Set down the records again. Every word and mark must match exactly.
*** EXTRACTED DATA ***
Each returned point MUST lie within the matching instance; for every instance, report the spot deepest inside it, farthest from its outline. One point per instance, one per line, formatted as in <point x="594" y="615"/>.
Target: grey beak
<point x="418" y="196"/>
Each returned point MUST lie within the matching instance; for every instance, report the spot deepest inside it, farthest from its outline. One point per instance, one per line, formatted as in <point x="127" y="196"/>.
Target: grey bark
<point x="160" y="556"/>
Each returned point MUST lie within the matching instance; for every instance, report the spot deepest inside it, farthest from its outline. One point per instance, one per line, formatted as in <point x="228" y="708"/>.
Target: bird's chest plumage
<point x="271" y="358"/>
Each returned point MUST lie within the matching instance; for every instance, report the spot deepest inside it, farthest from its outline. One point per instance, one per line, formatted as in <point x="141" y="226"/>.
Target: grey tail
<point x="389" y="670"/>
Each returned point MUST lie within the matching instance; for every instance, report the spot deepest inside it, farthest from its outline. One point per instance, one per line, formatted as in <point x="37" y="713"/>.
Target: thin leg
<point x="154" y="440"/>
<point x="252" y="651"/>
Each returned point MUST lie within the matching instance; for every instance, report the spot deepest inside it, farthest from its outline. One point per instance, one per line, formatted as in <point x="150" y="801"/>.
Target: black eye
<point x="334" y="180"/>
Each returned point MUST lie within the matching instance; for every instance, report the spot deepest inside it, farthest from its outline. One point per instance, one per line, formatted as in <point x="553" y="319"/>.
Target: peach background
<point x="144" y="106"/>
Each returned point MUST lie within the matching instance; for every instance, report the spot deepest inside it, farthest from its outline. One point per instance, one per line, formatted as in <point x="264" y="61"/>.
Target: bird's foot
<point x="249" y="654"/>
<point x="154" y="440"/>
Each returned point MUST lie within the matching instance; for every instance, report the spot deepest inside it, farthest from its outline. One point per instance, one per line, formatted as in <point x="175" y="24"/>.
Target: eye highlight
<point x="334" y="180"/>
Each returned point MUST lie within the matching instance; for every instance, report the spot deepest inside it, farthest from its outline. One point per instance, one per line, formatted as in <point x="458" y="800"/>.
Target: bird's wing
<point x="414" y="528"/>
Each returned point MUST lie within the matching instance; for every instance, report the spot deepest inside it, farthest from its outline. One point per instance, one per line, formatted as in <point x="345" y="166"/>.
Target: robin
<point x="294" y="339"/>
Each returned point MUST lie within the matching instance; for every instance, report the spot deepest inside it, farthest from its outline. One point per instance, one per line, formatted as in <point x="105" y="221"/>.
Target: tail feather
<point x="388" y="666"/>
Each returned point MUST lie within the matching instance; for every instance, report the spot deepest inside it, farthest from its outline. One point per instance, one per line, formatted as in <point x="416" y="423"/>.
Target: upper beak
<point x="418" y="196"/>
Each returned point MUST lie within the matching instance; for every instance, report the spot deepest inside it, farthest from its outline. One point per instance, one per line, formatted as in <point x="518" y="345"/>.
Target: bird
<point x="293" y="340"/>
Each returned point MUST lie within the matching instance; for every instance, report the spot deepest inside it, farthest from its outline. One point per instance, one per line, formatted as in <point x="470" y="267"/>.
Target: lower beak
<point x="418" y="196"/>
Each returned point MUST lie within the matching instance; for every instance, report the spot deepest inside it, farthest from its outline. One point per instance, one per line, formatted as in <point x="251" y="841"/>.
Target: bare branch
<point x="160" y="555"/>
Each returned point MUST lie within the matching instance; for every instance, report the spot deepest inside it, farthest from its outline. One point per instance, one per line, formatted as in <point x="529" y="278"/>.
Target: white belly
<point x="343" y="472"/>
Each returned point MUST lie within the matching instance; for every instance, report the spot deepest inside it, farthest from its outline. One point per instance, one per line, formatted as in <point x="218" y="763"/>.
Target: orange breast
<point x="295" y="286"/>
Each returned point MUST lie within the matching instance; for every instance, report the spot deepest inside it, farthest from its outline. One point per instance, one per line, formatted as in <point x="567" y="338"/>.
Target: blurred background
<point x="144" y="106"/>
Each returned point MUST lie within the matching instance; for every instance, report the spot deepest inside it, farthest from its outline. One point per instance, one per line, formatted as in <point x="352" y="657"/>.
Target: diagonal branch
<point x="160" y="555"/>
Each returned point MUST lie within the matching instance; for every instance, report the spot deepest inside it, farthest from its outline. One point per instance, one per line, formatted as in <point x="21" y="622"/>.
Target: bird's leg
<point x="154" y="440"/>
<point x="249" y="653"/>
***
» RESPONSE
Each returned point MUST lie within the matching instance; for every instance, report the spot deepest inside it, farthest from its outline. One point per instance, one per line, formatted as in <point x="594" y="615"/>.
Target: grey beak
<point x="418" y="196"/>
Each returned point MUST lie within the matching instance; for every instance, report the spot deepest inside it, farthest from its outline. One point per instance, one per line, formatted as in <point x="127" y="196"/>.
Target: grey bark
<point x="160" y="556"/>
Each returned point MUST lie within the matching instance; for every instance, report the spot deepest inside it, farthest from its outline. One point per instance, one per line, formatted as in <point x="228" y="708"/>.
Target: bird's chest plumage
<point x="271" y="358"/>
Each returned point MUST lie within the matching instance; for every instance, report the spot deepest inside it, farthest from its outline. One point per instance, one per line, formatted as in <point x="141" y="226"/>.
Target: grey tail
<point x="389" y="670"/>
Each returned point MUST lie within the matching instance; for every instance, report the spot deepest inside it, farthest from its outline. One point per instance, one per line, formatted as in <point x="37" y="713"/>.
Target: thin leg
<point x="154" y="440"/>
<point x="252" y="651"/>
Each returned point MUST lie within the matching instance; for every instance, report the spot deepest inside it, farthest from its outline. One point per instance, one per line, formatted as in <point x="150" y="801"/>.
Target: black eye
<point x="334" y="180"/>
Each returned point MUST lie within the matching instance; for every instance, report the spot deepest inside it, farthest from its outline. One point per instance, one per line, formatted as in <point x="553" y="319"/>.
Target: peach background
<point x="144" y="106"/>
Each returned point MUST lie within the matching instance; for every instance, report the spot deepest inside it, farthest from its outline. One point per instance, one per line, formatted as in <point x="264" y="61"/>.
Target: bird's foot
<point x="249" y="654"/>
<point x="154" y="440"/>
Each returned point MUST lie within the matching instance; for every instance, report the spot deepest inside it, farthest from its outline. One point per instance, one per line, formatted as in <point x="175" y="24"/>.
Target: eye highlight
<point x="334" y="180"/>
Each returned point MUST lie within the matching instance; for every instance, report the spot deepest inside it, farthest from its outline. One point per instance, one per line, formatted as in <point x="458" y="800"/>.
Target: bird's wing
<point x="414" y="528"/>
Each returned point MUST lie within the matching instance; for every instance, report the spot deepest inside it, farthest from its outline. One point per instance, one per line, formatted as in <point x="345" y="166"/>.
Target: robin
<point x="294" y="339"/>
Each returned point MUST lie within the matching instance; for every instance, report the spot deepest inside it, farthest from its outline. One point per instance, one per line, formatted as in <point x="105" y="221"/>.
Target: tail feather
<point x="388" y="666"/>
Each returned point MUST lie within the matching instance; for every instance, report the spot deepest inside it, farthest from its outline. One point per instance, one per line, formatted as in <point x="416" y="423"/>.
Target: upper beak
<point x="418" y="196"/>
Each returned point MUST lie within the matching instance; for every instance, report the spot deepest inside it, farthest from its outline. One point per instance, one per line, formatted as in <point x="518" y="345"/>.
Target: bird
<point x="293" y="340"/>
Each returned point MUST lie within the matching instance; for every instance, report the spot deepest inside it, farthest from its outline. One point per instance, one per line, formatted as in <point x="470" y="267"/>.
Target: lower beak
<point x="418" y="196"/>
Each returned point MUST lie within the matching instance; for every instance, report the spot deepest inside it, farthest from its outline. One point per instance, one per line, formatted as in <point x="251" y="841"/>.
Target: bare branch
<point x="160" y="555"/>
Each returned point MUST lie within the matching instance; for every instance, report the spot deepest inside it, farthest from its outline. One point per instance, one per line, formatted as in <point x="529" y="278"/>.
Target: white belly
<point x="343" y="472"/>
Each returned point MUST lie within the matching instance; for every instance, report the spot deepest inside it, farthest from its outline. One point per instance, one per line, formatted as in <point x="218" y="763"/>.
Target: orange breast
<point x="295" y="286"/>
Each returned point MUST lie within the matching instance; for every instance, report the spot deepest inside it, farthest from its outline. One point per instance, one per line, formatted as in <point x="567" y="338"/>.
Target: blurred background
<point x="144" y="106"/>
Each returned point MUST lie within the matching instance; for every instance, report the spot deepest inside it, farthest from its outline. One point per instance, one per line, formatted as in <point x="352" y="657"/>.
Target: diagonal branch
<point x="160" y="555"/>
Each returned point MUST lie within the matching instance; for every instance, report the spot deepest inside it, farthest from its outline. One point per instance, one per line, formatted as in <point x="21" y="622"/>.
Target: bird's leg
<point x="154" y="440"/>
<point x="249" y="653"/>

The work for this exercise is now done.